Bell 609
Flight Journal, Aug 2003 by Miller, Jay
The Bell/Agusta Aerospace Co. BA 609 commercial tilt-rotor joint venture represents the hope and future of Bell Helicopter Textron's commercial thrust in the 21st century. It's now well into preliminary flight-tests at the company's Municipal Airport Plant 6 just south of Arlington, Texas.
Built of state-of-the-art composites and powered by two cross-shaft Pratt & Whitney PT6C-67A turbine engines rated at 2,440-shaft-horse-power each, the BA 609 will accommodate six to nine passengers and two crew.
The BA 609 combines vertical-takeoff-and-landing capability with the level-flight speeds of a conventional, fixed-wing, turbine-powered airplane. It is designed to cruise at 270 knots at a maximum altitude of 25,000 feet and has a range of 700 nautical miles (no reserve). Sticker prices will be between $10 and $15 million, depending on interior accouterments and instrumentation.
On March 7, 2003, company test pilots Roy Hopkins (pilot) and Dwayne Williams (copilot) first flew the BA 609 for 36 minutes. Four days later, a successful 90-minute flight started with a lengthy hover at approximately 50 feet and covered the length of Arlington airport's runway; the BA 609 was maneuvered through much of its hover-mode envelope. On its third and fourth flights on March 21, Bell representatives noted that the BA 609 was flown 15 miles south of Arlington airport for a lengthy series of flight-control and stability tests over an unpopulated area.

(Spatial localization data)
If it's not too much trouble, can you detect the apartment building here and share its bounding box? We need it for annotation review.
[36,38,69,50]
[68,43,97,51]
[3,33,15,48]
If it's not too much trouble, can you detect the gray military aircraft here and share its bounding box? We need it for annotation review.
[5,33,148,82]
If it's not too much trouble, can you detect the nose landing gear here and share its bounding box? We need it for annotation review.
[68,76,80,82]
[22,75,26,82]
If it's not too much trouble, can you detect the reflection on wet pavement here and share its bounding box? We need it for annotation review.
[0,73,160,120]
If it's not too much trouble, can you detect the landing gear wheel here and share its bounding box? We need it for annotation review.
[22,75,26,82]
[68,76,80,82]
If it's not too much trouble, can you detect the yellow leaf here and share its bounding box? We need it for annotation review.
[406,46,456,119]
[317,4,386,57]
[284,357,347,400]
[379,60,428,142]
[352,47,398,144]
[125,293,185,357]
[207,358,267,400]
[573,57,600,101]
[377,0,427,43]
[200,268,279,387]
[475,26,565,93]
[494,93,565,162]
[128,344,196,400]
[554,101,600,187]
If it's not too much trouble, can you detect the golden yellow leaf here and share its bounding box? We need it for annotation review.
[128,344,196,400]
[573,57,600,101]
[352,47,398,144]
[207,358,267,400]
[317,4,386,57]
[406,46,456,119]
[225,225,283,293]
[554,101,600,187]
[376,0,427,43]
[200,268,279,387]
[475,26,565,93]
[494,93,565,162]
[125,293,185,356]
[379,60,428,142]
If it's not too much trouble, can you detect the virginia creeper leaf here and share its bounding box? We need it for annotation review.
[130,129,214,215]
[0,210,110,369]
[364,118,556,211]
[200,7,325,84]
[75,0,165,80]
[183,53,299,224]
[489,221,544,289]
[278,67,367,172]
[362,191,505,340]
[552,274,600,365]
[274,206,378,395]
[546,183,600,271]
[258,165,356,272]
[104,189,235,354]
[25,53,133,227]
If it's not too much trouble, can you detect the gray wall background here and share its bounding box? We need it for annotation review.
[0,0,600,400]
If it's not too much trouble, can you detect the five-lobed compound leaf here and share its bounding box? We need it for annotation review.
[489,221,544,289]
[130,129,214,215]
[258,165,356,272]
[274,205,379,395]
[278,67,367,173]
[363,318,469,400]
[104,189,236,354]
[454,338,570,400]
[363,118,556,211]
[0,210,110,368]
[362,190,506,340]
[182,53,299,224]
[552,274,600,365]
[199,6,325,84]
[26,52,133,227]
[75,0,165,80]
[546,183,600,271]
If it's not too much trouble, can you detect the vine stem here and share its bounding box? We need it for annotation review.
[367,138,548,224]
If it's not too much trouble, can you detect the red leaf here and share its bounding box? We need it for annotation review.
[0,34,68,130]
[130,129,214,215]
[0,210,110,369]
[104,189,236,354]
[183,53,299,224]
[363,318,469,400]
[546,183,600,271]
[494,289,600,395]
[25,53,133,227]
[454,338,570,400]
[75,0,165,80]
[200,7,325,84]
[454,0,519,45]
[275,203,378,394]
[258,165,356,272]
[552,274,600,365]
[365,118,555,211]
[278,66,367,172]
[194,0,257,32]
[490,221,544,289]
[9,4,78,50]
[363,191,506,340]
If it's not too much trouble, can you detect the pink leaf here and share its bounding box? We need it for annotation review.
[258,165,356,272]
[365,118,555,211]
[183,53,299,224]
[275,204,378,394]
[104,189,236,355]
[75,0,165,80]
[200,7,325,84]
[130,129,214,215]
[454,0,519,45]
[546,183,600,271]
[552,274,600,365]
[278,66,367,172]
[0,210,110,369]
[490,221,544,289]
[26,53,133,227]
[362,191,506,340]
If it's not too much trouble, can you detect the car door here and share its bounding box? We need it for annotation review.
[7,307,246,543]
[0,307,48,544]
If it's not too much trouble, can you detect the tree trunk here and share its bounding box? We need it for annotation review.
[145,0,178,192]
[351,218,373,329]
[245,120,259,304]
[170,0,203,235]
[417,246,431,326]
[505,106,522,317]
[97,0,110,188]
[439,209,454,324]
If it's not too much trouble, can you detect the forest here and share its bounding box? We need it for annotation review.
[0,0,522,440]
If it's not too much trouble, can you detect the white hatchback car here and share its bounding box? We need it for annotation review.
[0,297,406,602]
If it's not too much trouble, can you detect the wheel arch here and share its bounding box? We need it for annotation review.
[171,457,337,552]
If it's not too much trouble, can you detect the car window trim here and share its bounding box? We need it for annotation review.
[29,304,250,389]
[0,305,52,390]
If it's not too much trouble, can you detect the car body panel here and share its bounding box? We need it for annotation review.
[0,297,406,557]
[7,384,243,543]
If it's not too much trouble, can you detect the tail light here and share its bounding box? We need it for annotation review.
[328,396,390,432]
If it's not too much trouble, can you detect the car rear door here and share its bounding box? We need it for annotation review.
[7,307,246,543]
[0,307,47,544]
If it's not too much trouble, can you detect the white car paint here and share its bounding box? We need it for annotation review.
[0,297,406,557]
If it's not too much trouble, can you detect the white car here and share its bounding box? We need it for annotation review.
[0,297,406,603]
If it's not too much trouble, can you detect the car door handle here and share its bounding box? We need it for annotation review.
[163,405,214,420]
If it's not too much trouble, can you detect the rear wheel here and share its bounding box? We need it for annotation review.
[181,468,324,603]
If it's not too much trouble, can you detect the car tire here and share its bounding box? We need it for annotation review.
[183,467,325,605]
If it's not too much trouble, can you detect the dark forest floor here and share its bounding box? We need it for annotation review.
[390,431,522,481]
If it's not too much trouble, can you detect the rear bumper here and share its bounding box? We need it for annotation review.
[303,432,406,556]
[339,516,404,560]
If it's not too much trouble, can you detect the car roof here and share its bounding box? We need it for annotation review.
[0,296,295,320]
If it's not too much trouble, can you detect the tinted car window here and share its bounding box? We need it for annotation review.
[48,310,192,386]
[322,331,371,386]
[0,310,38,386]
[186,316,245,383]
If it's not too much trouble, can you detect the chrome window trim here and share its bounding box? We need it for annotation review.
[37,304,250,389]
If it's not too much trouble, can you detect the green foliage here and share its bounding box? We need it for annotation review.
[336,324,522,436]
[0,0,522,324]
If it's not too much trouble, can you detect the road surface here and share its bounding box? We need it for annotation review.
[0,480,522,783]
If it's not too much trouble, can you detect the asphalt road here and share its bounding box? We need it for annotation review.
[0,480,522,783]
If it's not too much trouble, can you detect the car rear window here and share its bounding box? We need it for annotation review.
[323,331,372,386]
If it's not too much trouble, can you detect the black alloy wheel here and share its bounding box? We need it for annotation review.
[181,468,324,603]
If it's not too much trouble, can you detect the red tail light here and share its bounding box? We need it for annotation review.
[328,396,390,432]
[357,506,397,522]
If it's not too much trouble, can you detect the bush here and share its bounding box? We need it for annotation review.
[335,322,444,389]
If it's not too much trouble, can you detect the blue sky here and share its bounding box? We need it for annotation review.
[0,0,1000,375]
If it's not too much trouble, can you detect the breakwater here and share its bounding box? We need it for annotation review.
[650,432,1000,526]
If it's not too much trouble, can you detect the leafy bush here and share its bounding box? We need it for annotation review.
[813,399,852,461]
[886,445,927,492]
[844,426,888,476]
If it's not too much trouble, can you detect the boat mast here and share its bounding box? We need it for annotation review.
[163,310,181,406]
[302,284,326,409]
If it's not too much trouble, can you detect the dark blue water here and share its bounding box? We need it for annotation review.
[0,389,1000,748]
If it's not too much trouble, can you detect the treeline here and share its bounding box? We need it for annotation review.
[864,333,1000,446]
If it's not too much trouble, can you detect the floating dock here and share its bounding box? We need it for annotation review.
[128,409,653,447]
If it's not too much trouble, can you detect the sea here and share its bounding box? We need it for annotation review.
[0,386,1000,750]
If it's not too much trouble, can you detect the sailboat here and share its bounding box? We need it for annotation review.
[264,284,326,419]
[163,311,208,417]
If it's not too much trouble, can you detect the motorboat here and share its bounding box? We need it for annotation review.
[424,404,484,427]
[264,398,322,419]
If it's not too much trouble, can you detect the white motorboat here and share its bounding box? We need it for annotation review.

...

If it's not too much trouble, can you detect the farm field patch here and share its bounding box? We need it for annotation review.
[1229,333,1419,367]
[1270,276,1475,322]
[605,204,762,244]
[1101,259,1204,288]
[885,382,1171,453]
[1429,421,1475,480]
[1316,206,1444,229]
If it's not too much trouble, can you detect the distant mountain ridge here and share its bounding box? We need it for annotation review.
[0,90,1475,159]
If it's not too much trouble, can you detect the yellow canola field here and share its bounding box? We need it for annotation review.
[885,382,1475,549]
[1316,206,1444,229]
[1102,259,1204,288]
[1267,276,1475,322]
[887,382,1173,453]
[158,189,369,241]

...

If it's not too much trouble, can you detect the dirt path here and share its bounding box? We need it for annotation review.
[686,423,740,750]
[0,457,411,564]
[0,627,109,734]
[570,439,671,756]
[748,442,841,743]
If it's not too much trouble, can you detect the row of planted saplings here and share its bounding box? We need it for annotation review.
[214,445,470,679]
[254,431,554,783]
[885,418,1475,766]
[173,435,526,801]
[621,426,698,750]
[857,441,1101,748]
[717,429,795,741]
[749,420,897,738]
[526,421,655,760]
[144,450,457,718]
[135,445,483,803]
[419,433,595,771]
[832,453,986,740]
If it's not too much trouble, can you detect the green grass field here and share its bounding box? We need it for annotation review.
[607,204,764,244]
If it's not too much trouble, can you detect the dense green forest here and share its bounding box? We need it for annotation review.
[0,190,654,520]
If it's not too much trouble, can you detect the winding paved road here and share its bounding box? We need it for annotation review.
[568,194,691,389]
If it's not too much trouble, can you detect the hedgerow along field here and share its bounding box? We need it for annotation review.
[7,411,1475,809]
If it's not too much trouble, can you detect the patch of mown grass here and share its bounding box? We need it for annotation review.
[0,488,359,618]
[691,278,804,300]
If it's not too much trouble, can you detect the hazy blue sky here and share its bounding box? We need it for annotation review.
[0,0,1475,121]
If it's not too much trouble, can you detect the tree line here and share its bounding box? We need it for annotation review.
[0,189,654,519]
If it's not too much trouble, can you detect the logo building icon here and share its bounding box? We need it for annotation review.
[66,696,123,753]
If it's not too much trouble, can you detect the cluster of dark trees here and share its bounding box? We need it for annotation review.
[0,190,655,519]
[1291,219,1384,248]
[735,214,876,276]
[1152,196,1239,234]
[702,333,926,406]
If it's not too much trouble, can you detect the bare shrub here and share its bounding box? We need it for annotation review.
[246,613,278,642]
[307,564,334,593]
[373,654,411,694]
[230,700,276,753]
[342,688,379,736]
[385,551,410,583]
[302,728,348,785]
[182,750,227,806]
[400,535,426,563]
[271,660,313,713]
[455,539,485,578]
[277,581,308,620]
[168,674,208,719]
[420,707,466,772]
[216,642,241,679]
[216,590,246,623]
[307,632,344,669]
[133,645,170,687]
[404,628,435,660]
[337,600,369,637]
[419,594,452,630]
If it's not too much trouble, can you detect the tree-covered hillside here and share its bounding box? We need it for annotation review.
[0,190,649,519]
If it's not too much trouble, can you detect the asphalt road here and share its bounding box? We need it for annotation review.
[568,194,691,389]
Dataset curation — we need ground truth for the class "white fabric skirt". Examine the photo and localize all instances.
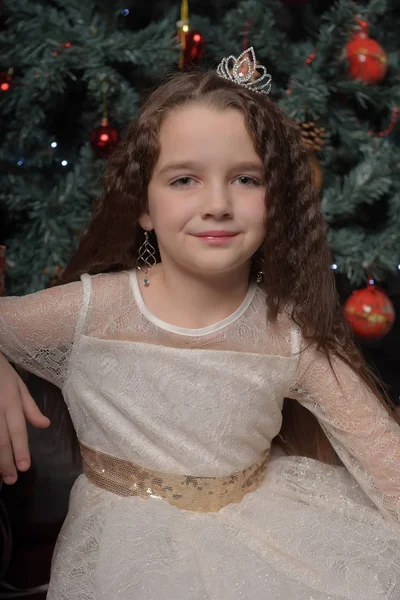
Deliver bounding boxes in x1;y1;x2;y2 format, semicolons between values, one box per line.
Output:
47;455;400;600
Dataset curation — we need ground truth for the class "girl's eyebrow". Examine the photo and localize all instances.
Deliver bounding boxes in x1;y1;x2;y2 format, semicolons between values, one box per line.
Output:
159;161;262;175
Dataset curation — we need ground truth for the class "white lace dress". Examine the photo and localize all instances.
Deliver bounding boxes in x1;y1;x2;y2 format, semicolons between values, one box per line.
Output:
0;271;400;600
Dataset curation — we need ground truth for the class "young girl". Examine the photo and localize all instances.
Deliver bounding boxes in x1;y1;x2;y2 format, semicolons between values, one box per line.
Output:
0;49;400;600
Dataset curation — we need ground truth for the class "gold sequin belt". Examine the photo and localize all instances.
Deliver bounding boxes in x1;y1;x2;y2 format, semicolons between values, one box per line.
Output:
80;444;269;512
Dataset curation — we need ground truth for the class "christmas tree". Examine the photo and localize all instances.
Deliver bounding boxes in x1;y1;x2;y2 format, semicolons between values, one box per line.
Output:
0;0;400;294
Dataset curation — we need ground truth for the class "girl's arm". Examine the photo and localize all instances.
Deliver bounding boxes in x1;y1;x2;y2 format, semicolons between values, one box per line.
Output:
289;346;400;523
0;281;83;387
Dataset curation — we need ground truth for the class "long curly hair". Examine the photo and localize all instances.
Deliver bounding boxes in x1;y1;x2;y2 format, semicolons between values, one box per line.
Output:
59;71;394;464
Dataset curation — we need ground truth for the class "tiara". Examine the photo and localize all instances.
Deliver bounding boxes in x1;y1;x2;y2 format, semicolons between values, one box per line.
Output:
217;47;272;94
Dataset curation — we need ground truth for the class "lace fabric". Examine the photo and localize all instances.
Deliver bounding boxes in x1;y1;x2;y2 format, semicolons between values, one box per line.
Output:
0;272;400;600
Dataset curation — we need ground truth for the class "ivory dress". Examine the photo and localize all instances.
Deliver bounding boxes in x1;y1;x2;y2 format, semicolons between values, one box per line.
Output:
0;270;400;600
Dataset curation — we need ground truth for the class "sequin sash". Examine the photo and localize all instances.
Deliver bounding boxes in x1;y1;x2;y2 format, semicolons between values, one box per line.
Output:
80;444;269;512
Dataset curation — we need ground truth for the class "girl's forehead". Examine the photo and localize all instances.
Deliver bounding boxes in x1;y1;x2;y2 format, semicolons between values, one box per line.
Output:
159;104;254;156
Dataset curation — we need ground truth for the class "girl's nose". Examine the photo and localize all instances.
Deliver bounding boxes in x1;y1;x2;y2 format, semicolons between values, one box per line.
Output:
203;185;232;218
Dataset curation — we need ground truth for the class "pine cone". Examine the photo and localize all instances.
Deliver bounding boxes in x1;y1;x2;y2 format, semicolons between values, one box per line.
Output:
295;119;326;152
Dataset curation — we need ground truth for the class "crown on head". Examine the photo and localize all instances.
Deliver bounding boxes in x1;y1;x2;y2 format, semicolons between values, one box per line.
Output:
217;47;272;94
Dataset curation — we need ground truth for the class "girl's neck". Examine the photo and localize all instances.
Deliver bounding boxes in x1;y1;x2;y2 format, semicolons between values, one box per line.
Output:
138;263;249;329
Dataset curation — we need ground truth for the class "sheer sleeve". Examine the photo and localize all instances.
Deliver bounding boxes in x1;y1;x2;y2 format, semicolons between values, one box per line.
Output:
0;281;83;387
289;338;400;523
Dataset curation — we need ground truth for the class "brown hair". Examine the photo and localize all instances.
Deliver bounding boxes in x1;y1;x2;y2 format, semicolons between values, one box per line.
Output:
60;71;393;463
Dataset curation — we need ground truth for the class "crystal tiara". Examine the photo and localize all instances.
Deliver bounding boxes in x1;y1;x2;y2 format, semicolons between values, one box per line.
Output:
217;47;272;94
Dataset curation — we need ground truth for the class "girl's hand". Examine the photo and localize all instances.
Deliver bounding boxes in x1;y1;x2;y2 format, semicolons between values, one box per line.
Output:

- Apply what you read
**1.** List every person named in the article on the Bell/Agusta BA 609.
**2.** According to the article on the BA 609, what cruise speed is the aircraft designed for?
**3.** Continue the article on the BA 609 tilt-rotor from its last sentence.
The rows above are not needed for this work.

- Answers by task
**1.** Jay Miller, Roy Hopkins, Dwayne Williams

**2.** 270 knots

**3.**
Flight tests are limited to 10 hours-all in the helicopter/conversion mode. When flight tests have been completed, the aircraft will be grounded so that the extensive functional tests that were deferred to get flight-test operations under way may be conducted. These will include pressurization-system and airplane-mode control-system tests. The BA 609 is not scheduled for a vertical takeoff and transition to horizontal flight-mode test until the second round of test flights during the first quarter of 2004.
N609TR is the first of four pre-production series BA 609 prototypes scheduled to be test-flown during the next two years. Bell and Agusta hope for FAA certification in 2007 so that the first aircraft can be delivered to customers shortly thereafter. According to Bell, as I write this, 70 are on order.